### Exercise passage
● ● ● ● ● ● ●

Two weeks later, the minutes of June 20, 1892,
note that the health committee had resolved, among other items, “[t]hat the
piece of land selected by the Jewish people in the public cemetery be set aside
for their purposes.”
In addition to the transcribed council minutes, transcribimus.ca includes photos of the minute book pages. This image is of the June 20, 1892, minutes, which note that the health committee had resolved, among other items, “[t]hat the piece of land selected by the Jewish people in the public cemetery be set aside for their purposes.”
The cemetery first appears to have come up a
few years earlier. In the July 29, 1889, council minutes, there is reference to
a letter: “From L. Davies on behalf of the Jewish congregation of the city of
Vancouver requesting council to set apart about one acre and a half in the
public cemetery for members of the Hebrew confession. Referred to the Board of
Works.”
In an email to Barnett, Sutherland wrote,
“There doesn’t seem to be any indication from city council minutes that the
Board of Works ever followed up on the above request. Although [Jewish
community member and then-mayor] David Oppenheimer was on the Board of Works
for that year, so was his opponent, Samuel Brighouse.”
On Dec. 7, 2018, the Jewish Independent
met with Barnett, Sullivan, Sutherland, Lynn Zanatta (Global Civic Policy
Society program manager) and Glen Hodges (Mountain View Cemetery manager) at
Mountain View. In documents she brought to that meeting, Sutherland explains
that Oppenheimer “declined to serve as mayor again at the end of 1891, citing
poor health as his reason for retiring. Fred Cope was elected mayor in 1892 and
served till the end of 1893.” So it was Cope who was mayor when the Jewish
cemetery was established; Oppenheimer was Vancouver’s second mayor (1888-1891)

● ● ● ● ● ● ●

### Instructions to follow
Repeat the passage on Vancouver's Jewish cemetery word for word, from start to finish.

Dataset records:

● ● ● ● ● ● ●

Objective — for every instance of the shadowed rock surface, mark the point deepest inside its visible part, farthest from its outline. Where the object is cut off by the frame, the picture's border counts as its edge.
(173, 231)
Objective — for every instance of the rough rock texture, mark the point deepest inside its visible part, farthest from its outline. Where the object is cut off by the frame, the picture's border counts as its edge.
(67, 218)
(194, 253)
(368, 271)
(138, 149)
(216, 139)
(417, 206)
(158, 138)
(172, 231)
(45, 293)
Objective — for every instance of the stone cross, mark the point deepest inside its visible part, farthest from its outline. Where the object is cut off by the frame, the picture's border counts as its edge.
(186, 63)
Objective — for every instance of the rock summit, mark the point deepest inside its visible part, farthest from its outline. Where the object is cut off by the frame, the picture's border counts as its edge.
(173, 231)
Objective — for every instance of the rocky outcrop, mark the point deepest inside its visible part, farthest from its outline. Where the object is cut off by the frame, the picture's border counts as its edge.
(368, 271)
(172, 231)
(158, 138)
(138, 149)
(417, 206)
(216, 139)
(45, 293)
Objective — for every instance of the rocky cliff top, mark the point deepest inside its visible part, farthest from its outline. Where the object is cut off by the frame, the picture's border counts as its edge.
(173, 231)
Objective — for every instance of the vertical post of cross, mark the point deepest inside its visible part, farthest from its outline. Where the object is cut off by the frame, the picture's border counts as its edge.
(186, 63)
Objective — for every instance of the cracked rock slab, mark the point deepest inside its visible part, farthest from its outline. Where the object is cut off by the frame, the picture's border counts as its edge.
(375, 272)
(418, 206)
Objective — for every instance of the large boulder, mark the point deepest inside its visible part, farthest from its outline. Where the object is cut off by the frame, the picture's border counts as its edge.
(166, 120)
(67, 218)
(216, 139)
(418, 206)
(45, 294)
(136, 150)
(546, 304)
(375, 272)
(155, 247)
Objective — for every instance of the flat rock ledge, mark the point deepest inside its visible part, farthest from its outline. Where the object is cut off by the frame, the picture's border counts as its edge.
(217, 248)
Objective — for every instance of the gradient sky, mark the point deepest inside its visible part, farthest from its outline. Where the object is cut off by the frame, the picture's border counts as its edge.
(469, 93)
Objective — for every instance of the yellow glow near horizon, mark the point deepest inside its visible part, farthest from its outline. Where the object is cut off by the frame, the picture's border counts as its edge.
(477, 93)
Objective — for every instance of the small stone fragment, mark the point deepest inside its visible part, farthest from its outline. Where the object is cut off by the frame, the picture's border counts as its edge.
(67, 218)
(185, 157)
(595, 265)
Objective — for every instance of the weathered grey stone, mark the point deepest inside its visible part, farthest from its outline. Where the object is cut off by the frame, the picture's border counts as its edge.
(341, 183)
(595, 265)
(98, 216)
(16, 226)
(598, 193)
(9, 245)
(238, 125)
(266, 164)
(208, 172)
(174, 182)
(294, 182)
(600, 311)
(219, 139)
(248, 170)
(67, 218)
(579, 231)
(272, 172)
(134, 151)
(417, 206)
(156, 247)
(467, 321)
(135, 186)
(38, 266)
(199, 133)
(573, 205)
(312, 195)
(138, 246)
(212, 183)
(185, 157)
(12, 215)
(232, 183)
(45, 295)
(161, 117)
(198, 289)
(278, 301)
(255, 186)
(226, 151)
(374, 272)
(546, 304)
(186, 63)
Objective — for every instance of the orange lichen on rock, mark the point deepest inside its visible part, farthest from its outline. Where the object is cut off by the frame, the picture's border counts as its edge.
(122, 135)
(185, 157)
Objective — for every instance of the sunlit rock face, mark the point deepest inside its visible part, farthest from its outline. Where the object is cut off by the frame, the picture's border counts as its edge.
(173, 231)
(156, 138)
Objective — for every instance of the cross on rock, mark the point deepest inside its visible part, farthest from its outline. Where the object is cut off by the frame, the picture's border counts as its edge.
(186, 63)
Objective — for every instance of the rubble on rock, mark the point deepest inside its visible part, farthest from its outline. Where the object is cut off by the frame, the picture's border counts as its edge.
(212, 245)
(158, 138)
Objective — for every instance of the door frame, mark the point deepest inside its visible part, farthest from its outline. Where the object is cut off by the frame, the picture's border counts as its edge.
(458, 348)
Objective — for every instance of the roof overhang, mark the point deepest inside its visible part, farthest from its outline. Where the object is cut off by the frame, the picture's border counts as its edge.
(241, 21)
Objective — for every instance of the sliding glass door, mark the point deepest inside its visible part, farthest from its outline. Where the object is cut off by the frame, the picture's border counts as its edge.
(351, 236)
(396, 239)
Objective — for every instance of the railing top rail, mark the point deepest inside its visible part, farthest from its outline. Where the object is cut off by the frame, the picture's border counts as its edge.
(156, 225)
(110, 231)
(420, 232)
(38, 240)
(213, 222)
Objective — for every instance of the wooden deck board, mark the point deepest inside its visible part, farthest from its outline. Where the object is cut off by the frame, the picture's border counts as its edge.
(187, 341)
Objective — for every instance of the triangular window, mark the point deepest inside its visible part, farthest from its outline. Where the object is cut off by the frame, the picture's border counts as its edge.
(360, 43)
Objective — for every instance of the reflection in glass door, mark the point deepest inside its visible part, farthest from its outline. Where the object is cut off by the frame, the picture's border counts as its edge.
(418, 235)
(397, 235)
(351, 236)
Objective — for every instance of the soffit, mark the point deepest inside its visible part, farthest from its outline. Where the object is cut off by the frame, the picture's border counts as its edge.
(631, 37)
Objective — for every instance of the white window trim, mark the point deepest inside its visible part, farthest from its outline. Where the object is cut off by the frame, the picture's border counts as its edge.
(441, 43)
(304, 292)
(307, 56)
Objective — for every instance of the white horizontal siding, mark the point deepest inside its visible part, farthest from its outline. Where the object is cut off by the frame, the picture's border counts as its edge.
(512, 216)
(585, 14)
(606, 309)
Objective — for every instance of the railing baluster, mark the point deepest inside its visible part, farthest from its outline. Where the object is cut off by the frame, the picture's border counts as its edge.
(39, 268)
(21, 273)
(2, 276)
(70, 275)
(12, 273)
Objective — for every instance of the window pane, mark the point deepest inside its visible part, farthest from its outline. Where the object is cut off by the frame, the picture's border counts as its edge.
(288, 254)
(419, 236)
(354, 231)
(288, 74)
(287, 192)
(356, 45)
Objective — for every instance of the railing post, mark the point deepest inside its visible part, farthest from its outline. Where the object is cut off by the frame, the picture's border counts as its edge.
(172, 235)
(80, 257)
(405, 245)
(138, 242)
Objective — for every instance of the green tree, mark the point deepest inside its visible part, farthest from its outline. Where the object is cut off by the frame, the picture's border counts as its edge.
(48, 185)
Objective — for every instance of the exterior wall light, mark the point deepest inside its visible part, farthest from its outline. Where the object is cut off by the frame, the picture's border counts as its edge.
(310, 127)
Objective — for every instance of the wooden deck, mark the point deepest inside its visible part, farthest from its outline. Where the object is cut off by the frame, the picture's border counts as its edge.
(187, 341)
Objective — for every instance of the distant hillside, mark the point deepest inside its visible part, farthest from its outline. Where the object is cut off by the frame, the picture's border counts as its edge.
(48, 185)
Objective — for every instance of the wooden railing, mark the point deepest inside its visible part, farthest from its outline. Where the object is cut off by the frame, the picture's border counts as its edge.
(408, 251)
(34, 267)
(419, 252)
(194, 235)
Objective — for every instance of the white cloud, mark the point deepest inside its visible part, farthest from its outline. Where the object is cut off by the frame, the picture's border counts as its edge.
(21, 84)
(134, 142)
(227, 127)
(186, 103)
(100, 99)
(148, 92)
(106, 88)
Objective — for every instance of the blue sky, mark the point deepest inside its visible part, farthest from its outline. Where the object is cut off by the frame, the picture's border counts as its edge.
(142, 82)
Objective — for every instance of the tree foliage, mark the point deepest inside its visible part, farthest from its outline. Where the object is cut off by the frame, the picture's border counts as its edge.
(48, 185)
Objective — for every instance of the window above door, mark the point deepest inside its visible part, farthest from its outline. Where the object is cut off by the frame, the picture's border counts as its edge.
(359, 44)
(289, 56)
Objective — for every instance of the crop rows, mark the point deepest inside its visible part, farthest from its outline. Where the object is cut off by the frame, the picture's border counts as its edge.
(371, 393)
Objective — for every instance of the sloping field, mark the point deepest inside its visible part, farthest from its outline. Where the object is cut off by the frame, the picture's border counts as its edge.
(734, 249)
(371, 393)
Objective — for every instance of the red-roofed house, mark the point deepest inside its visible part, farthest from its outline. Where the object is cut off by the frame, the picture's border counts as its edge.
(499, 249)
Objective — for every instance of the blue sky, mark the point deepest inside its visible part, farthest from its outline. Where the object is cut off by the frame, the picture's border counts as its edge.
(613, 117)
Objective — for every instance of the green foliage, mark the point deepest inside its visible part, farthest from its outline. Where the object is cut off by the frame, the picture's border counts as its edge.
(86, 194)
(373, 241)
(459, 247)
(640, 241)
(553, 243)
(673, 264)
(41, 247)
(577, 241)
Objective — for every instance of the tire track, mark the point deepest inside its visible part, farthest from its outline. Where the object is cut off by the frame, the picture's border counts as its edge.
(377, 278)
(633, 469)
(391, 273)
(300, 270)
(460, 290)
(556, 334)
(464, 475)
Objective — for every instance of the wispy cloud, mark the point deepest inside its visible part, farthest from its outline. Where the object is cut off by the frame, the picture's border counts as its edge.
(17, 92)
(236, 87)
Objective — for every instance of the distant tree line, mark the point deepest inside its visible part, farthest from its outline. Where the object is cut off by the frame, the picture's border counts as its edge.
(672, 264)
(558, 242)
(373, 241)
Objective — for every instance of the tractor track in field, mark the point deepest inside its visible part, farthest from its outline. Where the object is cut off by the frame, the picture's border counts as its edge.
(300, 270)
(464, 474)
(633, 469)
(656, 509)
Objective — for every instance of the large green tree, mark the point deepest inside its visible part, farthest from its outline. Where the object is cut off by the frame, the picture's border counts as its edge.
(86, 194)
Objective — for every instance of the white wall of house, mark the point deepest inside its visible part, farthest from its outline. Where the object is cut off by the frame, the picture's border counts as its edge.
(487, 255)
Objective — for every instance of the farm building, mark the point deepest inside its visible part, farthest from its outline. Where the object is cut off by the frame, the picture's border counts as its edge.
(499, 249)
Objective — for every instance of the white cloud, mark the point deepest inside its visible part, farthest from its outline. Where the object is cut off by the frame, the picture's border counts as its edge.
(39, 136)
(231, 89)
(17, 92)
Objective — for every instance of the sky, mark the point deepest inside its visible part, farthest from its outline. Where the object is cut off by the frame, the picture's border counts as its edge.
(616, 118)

● ● ● ● ● ● ●

### Answer area
Two weeks later, the minutes of June 20, 1892,
note that the health committee had resolved, among other items, “[t]hat the
piece of land selected by the Jewish people in the public cemetery be set aside
for their purposes.”
In addition to the transcribed council minutes, transcribimus.ca includes photos of the minute book pages. This image is of the June 20, 1892, minutes, which note that the health committee had resolved, among other items, “[t]hat the piece of land selected by the Jewish people in the public cemetery be set aside for their purposes.”
The cemetery first appears to have come up a
few years earlier. In the July 29, 1889, council minutes, there is reference to
a letter: “From L. Davies on behalf of the Jewish congregation of the city of
Vancouver requesting council to set apart about one acre and a half in the
public cemetery for members of the Hebrew confession. Referred to the Board of
Works.”
In an email to Barnett, Sutherland wrote,
“There doesn’t seem to be any indication from city council minutes that the
Board of Works ever followed up on the above request. Although [Jewish
community member and then-mayor] David Oppenheimer was on the Board of Works
for that year, so was his opponent, Samuel Brighouse.”
On Dec. 7, 2018, the Jewish Independent
met with Barnett, Sullivan, Sutherland, Lynn Zanatta (Global Civic Policy
Society program manager) and Glen Hodges (Mountain View Cemetery manager) at
Mountain View. In documents she brought to that meeting, Sutherland explains
that Oppenheimer “declined to serve as mayor again at the end of 1891, citing
poor health as his reason for retiring. Fred Cope was elected mayor in 1892 and
served till the end of 1893.” So it was Cope who was mayor when the Jewish
cemetery was established; Oppenheimer was Vancouver’s second mayor (1888-1891)